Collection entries
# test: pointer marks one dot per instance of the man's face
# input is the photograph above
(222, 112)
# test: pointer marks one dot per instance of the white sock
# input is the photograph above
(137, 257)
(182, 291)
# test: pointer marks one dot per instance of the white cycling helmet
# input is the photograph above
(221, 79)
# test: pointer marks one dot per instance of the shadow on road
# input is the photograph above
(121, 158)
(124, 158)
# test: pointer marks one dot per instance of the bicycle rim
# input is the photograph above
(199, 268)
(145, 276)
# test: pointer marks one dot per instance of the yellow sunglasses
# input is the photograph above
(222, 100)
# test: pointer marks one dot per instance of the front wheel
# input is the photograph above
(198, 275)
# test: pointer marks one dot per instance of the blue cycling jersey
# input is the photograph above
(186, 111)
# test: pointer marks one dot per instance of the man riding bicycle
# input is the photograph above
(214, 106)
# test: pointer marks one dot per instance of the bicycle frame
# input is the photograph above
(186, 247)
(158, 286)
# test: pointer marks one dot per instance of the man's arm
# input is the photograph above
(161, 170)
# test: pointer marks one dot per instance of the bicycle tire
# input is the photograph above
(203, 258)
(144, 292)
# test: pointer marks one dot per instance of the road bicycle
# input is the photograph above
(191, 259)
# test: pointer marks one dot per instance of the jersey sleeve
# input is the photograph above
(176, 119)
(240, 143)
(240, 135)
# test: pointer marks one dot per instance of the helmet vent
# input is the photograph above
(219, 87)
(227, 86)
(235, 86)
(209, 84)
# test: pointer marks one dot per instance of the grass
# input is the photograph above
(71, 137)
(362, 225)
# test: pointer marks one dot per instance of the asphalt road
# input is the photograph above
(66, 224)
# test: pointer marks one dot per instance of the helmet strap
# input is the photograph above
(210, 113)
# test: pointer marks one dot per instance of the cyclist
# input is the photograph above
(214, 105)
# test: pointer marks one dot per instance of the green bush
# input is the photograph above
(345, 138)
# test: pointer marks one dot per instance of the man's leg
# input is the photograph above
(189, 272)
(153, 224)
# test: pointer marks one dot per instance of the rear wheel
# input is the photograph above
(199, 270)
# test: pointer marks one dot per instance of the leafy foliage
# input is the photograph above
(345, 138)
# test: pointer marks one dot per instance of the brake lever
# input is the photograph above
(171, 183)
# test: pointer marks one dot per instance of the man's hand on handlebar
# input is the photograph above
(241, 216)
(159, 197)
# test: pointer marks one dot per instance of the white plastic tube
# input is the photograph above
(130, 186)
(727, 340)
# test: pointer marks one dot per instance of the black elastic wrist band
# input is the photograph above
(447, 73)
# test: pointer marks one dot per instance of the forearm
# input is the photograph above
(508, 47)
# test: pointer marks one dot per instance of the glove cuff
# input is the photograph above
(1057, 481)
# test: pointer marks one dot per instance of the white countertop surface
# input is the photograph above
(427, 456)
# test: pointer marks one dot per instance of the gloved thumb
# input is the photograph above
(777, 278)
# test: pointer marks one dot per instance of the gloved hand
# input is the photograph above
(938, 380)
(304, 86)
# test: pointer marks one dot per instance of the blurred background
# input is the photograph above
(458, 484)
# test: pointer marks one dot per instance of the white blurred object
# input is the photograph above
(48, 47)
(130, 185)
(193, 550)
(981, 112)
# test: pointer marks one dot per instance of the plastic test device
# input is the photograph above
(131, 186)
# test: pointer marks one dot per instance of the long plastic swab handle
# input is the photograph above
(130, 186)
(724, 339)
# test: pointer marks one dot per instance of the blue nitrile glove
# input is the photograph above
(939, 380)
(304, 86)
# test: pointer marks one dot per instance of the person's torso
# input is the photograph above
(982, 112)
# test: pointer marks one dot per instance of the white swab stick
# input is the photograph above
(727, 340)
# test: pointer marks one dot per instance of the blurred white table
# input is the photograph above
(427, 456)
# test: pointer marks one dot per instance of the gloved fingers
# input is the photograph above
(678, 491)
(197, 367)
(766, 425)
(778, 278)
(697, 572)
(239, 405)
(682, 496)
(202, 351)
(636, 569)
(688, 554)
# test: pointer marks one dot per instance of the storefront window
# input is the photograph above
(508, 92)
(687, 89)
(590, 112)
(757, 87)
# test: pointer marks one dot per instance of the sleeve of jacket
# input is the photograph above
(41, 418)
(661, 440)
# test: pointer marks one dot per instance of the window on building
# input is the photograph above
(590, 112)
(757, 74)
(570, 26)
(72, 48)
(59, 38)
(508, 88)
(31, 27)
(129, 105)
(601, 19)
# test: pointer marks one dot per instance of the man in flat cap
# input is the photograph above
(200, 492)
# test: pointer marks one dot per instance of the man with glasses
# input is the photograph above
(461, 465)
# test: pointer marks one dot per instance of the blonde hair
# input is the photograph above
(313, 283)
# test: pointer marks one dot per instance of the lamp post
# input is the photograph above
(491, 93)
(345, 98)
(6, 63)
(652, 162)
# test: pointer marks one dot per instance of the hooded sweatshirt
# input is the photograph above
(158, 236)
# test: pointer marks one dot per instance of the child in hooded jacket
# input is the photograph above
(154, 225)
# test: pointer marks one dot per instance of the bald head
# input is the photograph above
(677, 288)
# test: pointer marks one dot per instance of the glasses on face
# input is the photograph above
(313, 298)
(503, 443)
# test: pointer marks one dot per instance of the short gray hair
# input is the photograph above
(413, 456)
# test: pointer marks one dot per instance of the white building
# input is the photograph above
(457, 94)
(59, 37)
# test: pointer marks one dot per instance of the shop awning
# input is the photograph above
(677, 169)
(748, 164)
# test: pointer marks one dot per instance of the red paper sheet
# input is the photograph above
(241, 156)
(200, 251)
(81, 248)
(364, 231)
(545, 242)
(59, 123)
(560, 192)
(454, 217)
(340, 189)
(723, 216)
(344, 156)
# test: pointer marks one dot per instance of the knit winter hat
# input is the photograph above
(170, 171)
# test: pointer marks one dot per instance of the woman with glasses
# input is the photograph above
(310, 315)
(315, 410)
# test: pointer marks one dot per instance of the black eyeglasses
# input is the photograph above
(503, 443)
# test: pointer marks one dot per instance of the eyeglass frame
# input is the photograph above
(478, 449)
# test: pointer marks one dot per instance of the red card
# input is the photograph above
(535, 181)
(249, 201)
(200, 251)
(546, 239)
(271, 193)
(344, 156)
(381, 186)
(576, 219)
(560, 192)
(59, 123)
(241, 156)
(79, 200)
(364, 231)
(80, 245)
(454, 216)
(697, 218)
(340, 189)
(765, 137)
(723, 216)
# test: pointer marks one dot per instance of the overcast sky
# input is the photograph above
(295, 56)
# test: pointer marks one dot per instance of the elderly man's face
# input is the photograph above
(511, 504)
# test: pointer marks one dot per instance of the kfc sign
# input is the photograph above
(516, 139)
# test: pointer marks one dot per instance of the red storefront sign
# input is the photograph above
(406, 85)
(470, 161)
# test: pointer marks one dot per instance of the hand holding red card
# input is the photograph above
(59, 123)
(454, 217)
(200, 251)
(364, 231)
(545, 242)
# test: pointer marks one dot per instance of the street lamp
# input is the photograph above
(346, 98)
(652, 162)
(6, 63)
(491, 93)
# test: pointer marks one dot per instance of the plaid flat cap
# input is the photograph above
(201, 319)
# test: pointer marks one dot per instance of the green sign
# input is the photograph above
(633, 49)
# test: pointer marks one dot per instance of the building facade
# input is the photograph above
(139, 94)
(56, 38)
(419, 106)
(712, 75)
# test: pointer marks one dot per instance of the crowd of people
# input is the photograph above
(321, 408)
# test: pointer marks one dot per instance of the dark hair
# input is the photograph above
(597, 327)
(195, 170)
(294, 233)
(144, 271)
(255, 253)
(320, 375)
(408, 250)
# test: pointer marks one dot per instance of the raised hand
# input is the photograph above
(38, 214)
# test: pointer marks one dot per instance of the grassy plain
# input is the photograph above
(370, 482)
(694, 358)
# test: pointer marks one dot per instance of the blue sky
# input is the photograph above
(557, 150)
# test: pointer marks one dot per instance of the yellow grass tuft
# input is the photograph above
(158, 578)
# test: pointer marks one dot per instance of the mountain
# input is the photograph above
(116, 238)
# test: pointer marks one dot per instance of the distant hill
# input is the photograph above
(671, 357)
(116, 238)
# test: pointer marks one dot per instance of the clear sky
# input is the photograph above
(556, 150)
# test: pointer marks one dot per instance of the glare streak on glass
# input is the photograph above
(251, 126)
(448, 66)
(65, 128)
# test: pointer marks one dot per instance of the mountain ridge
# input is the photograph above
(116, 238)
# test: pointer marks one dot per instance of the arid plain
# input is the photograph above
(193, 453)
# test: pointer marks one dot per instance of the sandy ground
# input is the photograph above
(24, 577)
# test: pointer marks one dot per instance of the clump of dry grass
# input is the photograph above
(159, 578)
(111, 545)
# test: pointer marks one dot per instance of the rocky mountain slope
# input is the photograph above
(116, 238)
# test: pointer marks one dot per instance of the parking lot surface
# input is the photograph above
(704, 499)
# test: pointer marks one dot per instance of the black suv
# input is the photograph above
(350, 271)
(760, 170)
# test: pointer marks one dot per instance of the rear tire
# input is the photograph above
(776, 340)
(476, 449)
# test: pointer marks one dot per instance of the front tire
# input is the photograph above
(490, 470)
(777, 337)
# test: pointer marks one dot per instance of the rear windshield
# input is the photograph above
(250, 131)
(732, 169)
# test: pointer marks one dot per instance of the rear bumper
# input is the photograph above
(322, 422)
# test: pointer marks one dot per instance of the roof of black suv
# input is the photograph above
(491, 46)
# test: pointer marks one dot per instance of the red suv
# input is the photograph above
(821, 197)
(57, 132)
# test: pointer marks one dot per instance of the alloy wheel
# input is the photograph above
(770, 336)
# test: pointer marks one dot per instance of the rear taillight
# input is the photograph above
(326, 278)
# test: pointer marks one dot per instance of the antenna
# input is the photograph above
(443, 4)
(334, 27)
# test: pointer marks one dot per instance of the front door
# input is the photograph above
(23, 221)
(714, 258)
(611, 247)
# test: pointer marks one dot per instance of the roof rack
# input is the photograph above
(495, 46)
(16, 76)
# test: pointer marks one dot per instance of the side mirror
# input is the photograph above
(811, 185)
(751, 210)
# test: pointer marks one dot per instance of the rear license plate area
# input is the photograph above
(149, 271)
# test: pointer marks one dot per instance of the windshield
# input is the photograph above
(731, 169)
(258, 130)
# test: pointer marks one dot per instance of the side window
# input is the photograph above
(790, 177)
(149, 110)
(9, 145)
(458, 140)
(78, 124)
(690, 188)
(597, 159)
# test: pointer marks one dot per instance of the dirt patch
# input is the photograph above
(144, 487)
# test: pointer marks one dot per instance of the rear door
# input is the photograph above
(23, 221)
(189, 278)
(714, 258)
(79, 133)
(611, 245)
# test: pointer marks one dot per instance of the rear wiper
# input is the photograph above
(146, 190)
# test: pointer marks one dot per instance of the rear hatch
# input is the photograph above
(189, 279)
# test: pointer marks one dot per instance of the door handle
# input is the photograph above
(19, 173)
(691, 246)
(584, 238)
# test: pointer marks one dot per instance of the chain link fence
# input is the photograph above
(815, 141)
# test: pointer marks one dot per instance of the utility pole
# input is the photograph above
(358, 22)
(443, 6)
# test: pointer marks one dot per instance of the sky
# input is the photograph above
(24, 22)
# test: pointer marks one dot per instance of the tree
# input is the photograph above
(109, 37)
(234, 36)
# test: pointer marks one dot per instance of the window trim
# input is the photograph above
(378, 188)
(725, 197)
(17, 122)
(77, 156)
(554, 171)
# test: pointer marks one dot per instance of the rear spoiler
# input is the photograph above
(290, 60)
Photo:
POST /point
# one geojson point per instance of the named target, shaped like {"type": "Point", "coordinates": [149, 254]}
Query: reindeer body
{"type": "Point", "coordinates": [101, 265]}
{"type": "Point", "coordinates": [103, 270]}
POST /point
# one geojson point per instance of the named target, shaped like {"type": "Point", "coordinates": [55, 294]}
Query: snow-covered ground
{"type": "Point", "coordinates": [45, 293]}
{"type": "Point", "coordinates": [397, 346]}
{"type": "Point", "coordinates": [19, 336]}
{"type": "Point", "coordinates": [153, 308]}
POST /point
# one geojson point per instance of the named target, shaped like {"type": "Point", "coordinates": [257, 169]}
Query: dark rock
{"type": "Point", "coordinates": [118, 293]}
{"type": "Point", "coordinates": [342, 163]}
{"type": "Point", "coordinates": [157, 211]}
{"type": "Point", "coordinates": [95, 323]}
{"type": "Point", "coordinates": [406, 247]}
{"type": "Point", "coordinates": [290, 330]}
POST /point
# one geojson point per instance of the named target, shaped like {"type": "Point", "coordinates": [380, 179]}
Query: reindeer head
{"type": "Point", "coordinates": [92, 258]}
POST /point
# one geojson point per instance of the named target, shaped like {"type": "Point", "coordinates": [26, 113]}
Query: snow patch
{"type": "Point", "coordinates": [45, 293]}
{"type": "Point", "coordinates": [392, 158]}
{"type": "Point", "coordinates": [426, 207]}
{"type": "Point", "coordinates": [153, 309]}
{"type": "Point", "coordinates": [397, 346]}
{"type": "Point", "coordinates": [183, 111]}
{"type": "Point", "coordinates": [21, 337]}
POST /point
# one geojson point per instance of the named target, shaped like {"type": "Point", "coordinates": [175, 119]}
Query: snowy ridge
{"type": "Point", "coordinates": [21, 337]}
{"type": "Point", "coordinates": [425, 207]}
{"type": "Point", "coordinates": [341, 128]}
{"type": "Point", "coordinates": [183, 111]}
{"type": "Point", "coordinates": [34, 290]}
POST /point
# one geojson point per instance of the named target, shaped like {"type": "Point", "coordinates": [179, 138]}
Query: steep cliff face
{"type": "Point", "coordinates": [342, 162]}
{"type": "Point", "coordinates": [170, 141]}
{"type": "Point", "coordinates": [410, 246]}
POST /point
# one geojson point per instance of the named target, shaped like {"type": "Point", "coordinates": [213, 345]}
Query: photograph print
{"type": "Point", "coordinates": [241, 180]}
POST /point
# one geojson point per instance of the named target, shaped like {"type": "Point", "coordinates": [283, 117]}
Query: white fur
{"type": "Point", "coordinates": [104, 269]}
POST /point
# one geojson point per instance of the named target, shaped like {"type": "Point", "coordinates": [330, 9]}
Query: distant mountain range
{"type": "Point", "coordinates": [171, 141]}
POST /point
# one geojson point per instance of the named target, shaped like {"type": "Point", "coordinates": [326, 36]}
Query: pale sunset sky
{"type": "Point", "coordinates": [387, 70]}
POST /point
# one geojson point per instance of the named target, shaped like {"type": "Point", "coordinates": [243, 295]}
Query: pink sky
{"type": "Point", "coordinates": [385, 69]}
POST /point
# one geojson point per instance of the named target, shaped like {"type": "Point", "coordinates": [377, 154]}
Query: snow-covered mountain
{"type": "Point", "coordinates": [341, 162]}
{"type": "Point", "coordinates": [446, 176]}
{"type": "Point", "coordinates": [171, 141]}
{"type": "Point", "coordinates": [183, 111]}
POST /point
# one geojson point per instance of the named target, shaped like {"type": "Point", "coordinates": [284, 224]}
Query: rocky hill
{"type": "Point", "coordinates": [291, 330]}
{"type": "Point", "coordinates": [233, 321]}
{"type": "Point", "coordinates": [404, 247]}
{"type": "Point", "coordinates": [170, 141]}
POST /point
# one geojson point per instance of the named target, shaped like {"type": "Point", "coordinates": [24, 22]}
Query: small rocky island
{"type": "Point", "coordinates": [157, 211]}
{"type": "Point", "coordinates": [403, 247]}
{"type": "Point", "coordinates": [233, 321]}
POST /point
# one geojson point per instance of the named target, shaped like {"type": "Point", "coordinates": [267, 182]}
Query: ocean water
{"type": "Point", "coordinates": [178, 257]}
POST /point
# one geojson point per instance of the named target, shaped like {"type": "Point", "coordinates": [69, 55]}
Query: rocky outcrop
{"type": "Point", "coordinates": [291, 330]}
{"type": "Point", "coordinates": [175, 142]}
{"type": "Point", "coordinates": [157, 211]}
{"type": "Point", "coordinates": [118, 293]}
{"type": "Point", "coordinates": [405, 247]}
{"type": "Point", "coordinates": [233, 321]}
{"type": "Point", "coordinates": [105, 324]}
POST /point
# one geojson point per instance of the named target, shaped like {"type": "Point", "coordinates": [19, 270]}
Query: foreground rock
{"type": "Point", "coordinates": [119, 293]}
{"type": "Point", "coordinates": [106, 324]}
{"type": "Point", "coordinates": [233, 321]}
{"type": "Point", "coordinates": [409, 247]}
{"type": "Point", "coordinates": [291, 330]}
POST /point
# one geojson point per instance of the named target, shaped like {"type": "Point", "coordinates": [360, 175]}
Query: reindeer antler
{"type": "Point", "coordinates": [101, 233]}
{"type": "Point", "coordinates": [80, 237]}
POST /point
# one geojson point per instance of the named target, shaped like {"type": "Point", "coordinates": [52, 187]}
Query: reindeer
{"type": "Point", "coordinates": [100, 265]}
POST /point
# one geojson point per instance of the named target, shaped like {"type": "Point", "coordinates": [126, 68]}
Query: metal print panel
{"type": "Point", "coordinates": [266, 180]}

▶ **Work to be completed**
Every line above that carries the string "tire" should be copied.

▶ **Solution to this task**
# test: pointer marks one dot per instance of the bicycle tire
# test: pointer marks one dot per instance of the rear tire
# test: pointer marks one dot per instance of the front tire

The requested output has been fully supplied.